To be done:
A) Answer these from the SILVA reference tree thread:
(i) Which SILVA version was the reference database that the first reply's OTUs were picked with?
(ii) For which SILVA release was a SeppReferenceTree artefact pipeline being recreated?
(iii) What is the masking step meant to remove from the alignment?
B) Return verbatim the part of the SILVA reference tree thread that opens with the words containing "Open jwdebelius opened" and closes with "just retaining V4).".

··· Extract provided

Open jwdebelius opened 4 years ago
Yes please! I am hoping to run a fragment insertion analysis with SILVA but my OTUs were picked using a SILVA 138 reference database prepared for QIIME2.
Yes please! This would be amazing!
Hello, I've been trying to recreate a SeppReferenceTree artefact pipeline for Silva 138.1 from the repo.
For the moment I am particularly puzzled with the masking step from here.
The help would be much appreciated! Thank you.
It seems @diego92sigma6 has had some luck with this issue: https://github.com/smirarab/pasta/issues/61. Perhaps he can chime in.
For the moment I am particularly puzzled with the masking step from here.
* should I first filter reference sequences from SILVA to V4 region or do this masking step? * how should I choose the masking length properly?
That masking step is meant to remove super-gappy sites from the alignment (not just retaining V4).

······
··· Information given

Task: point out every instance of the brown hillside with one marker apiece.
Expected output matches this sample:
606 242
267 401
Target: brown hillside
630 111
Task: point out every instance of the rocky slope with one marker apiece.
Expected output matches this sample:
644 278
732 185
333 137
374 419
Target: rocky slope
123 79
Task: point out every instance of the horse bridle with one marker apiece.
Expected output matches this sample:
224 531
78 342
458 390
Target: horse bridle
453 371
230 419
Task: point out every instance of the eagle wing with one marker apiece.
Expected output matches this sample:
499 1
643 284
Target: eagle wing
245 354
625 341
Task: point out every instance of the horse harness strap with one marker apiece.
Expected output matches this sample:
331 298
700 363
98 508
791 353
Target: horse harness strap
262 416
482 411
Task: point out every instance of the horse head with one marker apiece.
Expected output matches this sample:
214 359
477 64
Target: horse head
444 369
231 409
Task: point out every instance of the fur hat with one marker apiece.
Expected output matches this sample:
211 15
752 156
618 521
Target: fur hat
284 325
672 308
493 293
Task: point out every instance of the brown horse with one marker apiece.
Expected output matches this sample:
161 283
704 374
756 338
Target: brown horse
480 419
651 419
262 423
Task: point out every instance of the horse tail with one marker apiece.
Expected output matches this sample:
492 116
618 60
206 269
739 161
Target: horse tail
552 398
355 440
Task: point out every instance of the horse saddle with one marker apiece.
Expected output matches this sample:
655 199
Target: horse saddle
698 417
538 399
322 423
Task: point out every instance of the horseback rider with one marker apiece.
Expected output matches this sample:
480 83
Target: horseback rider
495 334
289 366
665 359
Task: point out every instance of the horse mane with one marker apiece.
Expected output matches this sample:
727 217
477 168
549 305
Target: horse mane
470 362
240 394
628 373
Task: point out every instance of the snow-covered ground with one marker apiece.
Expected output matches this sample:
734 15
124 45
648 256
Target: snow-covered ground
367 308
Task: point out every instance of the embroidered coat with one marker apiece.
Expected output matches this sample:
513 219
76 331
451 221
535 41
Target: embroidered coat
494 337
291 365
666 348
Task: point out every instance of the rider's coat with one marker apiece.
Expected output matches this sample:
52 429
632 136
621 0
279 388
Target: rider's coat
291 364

······

The solutions:
A)
(i) SILVA 138
(ii) Silva 138.1
(iii) Super-gappy sites

B)
Open jwdebelius opened 4 years ago
Yes please! I am hoping to run a fragment insertion analysis with SILVA but my OTUs were picked using a SILVA 138 reference database prepared for QIIME2.
Yes please! This would be amazing!
Hello, I've been trying to recreate a SeppReferenceTree artefact pipeline for Silva 138.1 from the repo.
For the moment I am particularly puzzled with the masking step from here.
The help would be much appreciated! Thank you.
It seems @diego92sigma6 has had some luck with this issue: https://github.com/smirarab/pasta/issues/61. Perhaps he can chime in.
For the moment I am particularly puzzled with the masking step from here.
* should I first filter reference sequences from SILVA to V4 region or do this masking step? * how should I choose the masking length properly?
That masking step is meant to remove super-gappy sites from the alignment (not just retaining V4).